### TASK ITEM
Exactly as written, return the entries below, minus any pictures.

### SUPPLIED DATA
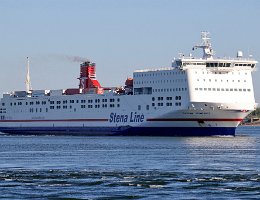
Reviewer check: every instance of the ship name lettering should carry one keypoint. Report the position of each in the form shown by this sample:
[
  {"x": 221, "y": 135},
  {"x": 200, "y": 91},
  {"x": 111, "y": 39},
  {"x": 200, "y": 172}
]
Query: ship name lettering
[
  {"x": 134, "y": 117},
  {"x": 118, "y": 118}
]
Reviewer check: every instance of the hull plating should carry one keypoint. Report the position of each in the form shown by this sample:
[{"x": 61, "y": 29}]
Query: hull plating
[{"x": 127, "y": 131}]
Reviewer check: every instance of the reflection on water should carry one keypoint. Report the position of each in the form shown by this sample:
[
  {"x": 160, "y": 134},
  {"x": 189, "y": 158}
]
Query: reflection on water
[{"x": 49, "y": 167}]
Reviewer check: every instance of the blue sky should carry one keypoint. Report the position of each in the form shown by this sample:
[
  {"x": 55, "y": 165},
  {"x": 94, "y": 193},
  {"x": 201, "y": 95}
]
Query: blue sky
[{"x": 119, "y": 35}]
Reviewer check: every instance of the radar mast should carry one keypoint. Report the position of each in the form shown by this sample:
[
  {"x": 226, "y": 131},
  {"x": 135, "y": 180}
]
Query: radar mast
[
  {"x": 205, "y": 45},
  {"x": 28, "y": 80}
]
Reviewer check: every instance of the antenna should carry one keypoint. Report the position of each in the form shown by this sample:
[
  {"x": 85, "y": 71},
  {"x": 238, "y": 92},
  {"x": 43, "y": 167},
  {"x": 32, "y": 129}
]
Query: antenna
[
  {"x": 28, "y": 80},
  {"x": 205, "y": 45}
]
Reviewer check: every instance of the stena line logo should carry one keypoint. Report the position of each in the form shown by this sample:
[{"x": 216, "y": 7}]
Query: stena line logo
[{"x": 132, "y": 117}]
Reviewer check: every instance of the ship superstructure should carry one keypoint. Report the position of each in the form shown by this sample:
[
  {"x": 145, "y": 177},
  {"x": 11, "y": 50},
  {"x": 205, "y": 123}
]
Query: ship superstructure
[{"x": 195, "y": 96}]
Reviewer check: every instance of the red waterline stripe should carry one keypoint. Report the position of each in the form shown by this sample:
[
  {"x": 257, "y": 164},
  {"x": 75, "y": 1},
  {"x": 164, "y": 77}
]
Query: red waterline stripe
[
  {"x": 58, "y": 120},
  {"x": 192, "y": 119}
]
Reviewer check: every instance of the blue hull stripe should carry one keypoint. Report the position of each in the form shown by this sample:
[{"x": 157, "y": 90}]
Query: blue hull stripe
[{"x": 127, "y": 130}]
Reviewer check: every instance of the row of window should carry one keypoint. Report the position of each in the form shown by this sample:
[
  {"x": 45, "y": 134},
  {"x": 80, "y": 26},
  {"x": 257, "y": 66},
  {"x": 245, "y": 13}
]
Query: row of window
[
  {"x": 209, "y": 72},
  {"x": 170, "y": 90},
  {"x": 167, "y": 98},
  {"x": 167, "y": 104},
  {"x": 161, "y": 81},
  {"x": 224, "y": 89},
  {"x": 158, "y": 74},
  {"x": 216, "y": 80},
  {"x": 59, "y": 102}
]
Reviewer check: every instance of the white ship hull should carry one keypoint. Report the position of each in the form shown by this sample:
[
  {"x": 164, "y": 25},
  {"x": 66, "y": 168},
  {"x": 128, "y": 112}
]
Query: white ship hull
[{"x": 194, "y": 97}]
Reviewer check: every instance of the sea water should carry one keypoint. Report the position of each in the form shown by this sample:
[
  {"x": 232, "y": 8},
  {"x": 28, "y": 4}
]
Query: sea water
[{"x": 73, "y": 167}]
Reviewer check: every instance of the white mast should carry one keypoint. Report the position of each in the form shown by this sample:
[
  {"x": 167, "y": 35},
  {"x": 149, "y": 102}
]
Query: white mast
[
  {"x": 205, "y": 45},
  {"x": 28, "y": 80}
]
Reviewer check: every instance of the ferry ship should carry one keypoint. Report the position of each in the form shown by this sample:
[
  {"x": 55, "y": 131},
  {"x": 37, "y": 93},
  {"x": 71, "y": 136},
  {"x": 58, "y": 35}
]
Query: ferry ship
[{"x": 194, "y": 97}]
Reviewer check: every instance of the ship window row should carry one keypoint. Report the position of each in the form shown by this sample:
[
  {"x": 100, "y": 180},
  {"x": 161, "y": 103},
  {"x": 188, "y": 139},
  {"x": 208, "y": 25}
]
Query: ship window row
[
  {"x": 221, "y": 80},
  {"x": 245, "y": 65},
  {"x": 60, "y": 102},
  {"x": 158, "y": 74},
  {"x": 224, "y": 89},
  {"x": 218, "y": 64},
  {"x": 170, "y": 90},
  {"x": 167, "y": 104},
  {"x": 161, "y": 81},
  {"x": 233, "y": 73},
  {"x": 167, "y": 98}
]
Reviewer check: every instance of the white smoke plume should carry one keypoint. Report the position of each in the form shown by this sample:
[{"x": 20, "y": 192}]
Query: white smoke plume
[{"x": 77, "y": 59}]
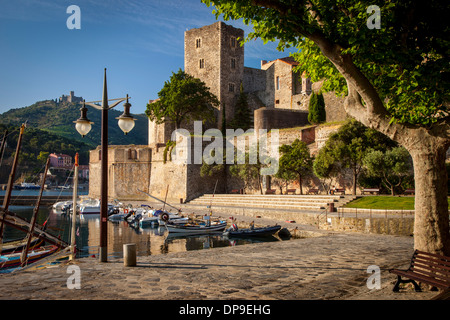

### FINAL ANSWER
Reviewer check: every instance of the ship name lettering should carry one keypoint. Report the position of each in the form shown by this sample:
[
  {"x": 221, "y": 135},
  {"x": 200, "y": 91},
  {"x": 111, "y": 39},
  {"x": 200, "y": 172}
]
Query: ship name lettering
[
  {"x": 134, "y": 117},
  {"x": 118, "y": 118}
]
Reviewer check: every instance of the hull plating should carry one keypoint. Report the position of each in the form shown by this sample:
[{"x": 61, "y": 29}]
Query: hull plating
[{"x": 127, "y": 131}]
Reviewer check: every instance of the reflection on water should carry one keypoint. Report the position of each in the form shown by this sample:
[
  {"x": 160, "y": 134},
  {"x": 189, "y": 158}
]
Query: reflection on water
[{"x": 49, "y": 167}]
Reviewer check: every instance of the blue sky should carry one keypoint. Report the position of each in the form shown by this sample:
[
  {"x": 55, "y": 165},
  {"x": 94, "y": 193},
  {"x": 201, "y": 95}
]
Query: blue sky
[{"x": 119, "y": 35}]
Reviewer check: every instance of the radar mast should carry one keypoint. Report the position of each in the form shown by this sample:
[
  {"x": 226, "y": 131},
  {"x": 135, "y": 180}
]
Query: radar mast
[
  {"x": 205, "y": 45},
  {"x": 28, "y": 80}
]
Reviewer check: every instance of the antenna should carry one keypoint. Report the position of each in the form shown by this sample:
[
  {"x": 85, "y": 71},
  {"x": 238, "y": 92},
  {"x": 43, "y": 167},
  {"x": 32, "y": 129}
]
Query: antenna
[
  {"x": 28, "y": 80},
  {"x": 205, "y": 45}
]
Reviewer check: every instance of the stena line logo should carry one keypoint. Report the position of each in the form shown by this sample:
[{"x": 216, "y": 7}]
Query: stena line logo
[{"x": 132, "y": 117}]
Reviewer check: every instance of the ship superstructure should carry one keypoint. Report the position of each in the form shown by this sample:
[
  {"x": 145, "y": 177},
  {"x": 11, "y": 50},
  {"x": 205, "y": 123}
]
Query: ship superstructure
[{"x": 195, "y": 96}]
Reviewer check: every instance of the red waterline stripe should carry one keypoint. Report the position of each in the form shown by this sample:
[
  {"x": 257, "y": 164},
  {"x": 75, "y": 1},
  {"x": 164, "y": 77}
]
Query: red waterline stripe
[
  {"x": 58, "y": 120},
  {"x": 192, "y": 119}
]
Reviewer check: every instance of the blue hull stripe should carry one keypoint. Report the position of each in the form shown by this sample:
[{"x": 157, "y": 90}]
Query: blue hull stripe
[{"x": 127, "y": 130}]
Reviewer check: every instance of the row of window should carry one keypoint. Report the position of each in the form shown by this sample:
[
  {"x": 45, "y": 134},
  {"x": 80, "y": 26},
  {"x": 257, "y": 66},
  {"x": 245, "y": 13}
]
Query: row of window
[
  {"x": 209, "y": 72},
  {"x": 170, "y": 90},
  {"x": 167, "y": 98},
  {"x": 167, "y": 104},
  {"x": 161, "y": 81},
  {"x": 224, "y": 89},
  {"x": 158, "y": 74},
  {"x": 216, "y": 80},
  {"x": 59, "y": 102}
]
Reviewer check: every instance of the white ship hull should carry one keypoint. Report the position of each in the form shown by this sample:
[
  {"x": 164, "y": 25},
  {"x": 66, "y": 168},
  {"x": 128, "y": 112}
]
Query: white ship hull
[{"x": 194, "y": 97}]
Reviewer check: every instance of the sea water should carry one keypoint. Report the position of each in the form shown by this sample:
[
  {"x": 232, "y": 8},
  {"x": 28, "y": 4}
]
Query: sea water
[{"x": 73, "y": 167}]
Reviewer check: every instance of the white mast should carry one keypoint. Report the position of each in the form shown by this sample:
[
  {"x": 167, "y": 35},
  {"x": 149, "y": 102}
]
Query: white mast
[
  {"x": 205, "y": 45},
  {"x": 28, "y": 80}
]
Reviewer check: every instance of the ferry ship should carry one keypoint. Report the position of each in the form shown by this sample:
[
  {"x": 55, "y": 131},
  {"x": 37, "y": 93},
  {"x": 71, "y": 136},
  {"x": 58, "y": 35}
]
Query: ferry ship
[{"x": 194, "y": 97}]
Reviewer check: every instance of the ship window row should carry one keypoint. Report the position of each in the form shown by this sample:
[
  {"x": 100, "y": 180},
  {"x": 161, "y": 103},
  {"x": 188, "y": 139},
  {"x": 208, "y": 25}
]
Query: ship window row
[
  {"x": 221, "y": 80},
  {"x": 245, "y": 65},
  {"x": 60, "y": 102},
  {"x": 158, "y": 74},
  {"x": 224, "y": 89},
  {"x": 218, "y": 64},
  {"x": 170, "y": 90},
  {"x": 167, "y": 104},
  {"x": 161, "y": 81},
  {"x": 233, "y": 73},
  {"x": 167, "y": 98}
]
Reviewer check: every instance of the white smoke plume should carry one keypoint. Report the position of each in the form shown by this sample:
[{"x": 20, "y": 192}]
Query: white smoke plume
[{"x": 77, "y": 59}]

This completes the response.